### INPUT FOR THIS TASK ###
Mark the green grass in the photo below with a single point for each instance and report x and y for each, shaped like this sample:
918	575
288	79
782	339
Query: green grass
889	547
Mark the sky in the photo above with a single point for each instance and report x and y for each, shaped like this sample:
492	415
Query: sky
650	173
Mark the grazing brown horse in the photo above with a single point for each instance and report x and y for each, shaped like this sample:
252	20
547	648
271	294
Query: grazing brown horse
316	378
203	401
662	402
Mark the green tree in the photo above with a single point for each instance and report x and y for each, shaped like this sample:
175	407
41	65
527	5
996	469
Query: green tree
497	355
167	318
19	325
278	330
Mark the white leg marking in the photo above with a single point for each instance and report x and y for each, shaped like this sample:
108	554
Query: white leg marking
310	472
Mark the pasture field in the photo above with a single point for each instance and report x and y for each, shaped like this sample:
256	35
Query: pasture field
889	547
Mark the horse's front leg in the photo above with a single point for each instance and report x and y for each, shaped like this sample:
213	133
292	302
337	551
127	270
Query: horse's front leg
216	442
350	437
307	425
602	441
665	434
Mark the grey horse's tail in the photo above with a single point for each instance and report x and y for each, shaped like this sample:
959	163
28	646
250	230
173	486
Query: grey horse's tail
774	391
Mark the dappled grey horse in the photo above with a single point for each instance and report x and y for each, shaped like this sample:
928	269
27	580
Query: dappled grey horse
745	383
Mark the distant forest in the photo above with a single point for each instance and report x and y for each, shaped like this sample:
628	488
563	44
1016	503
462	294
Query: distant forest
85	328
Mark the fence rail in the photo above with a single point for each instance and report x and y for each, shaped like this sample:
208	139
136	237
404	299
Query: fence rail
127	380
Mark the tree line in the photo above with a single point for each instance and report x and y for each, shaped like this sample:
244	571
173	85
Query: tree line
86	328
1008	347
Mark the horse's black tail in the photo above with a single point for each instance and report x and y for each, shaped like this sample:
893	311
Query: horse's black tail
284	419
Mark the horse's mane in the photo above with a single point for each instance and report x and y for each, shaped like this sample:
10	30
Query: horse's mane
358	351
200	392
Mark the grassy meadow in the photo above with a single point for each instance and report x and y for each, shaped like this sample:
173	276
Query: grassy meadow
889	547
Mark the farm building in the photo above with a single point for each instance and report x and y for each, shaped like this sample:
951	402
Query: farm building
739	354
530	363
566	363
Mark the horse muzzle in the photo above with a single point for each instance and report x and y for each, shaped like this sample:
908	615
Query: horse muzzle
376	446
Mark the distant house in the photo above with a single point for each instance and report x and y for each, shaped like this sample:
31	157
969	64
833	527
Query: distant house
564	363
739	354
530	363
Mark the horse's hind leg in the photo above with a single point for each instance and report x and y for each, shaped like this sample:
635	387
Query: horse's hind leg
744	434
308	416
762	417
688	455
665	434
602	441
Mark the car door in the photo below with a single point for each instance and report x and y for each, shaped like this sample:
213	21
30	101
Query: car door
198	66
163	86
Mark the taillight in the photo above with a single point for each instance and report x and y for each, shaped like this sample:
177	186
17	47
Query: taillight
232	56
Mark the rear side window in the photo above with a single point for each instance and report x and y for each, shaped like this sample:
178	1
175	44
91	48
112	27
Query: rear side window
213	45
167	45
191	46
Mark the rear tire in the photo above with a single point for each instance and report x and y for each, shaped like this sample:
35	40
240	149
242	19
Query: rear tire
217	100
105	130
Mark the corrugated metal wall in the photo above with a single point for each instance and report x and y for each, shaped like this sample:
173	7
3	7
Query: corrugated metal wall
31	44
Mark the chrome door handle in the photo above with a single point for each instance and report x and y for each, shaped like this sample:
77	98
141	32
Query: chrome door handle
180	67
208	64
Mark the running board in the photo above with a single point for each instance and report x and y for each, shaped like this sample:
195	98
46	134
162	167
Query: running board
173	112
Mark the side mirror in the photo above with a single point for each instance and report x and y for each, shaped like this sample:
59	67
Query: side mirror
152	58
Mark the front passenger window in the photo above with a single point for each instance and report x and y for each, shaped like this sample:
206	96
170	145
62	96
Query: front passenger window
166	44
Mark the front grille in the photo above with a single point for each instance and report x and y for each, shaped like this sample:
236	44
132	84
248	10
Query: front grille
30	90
###
TASK DETAILS:
Provide the number of lines in the entries that include "below", and no other text.

YOUR SOLUTION:
2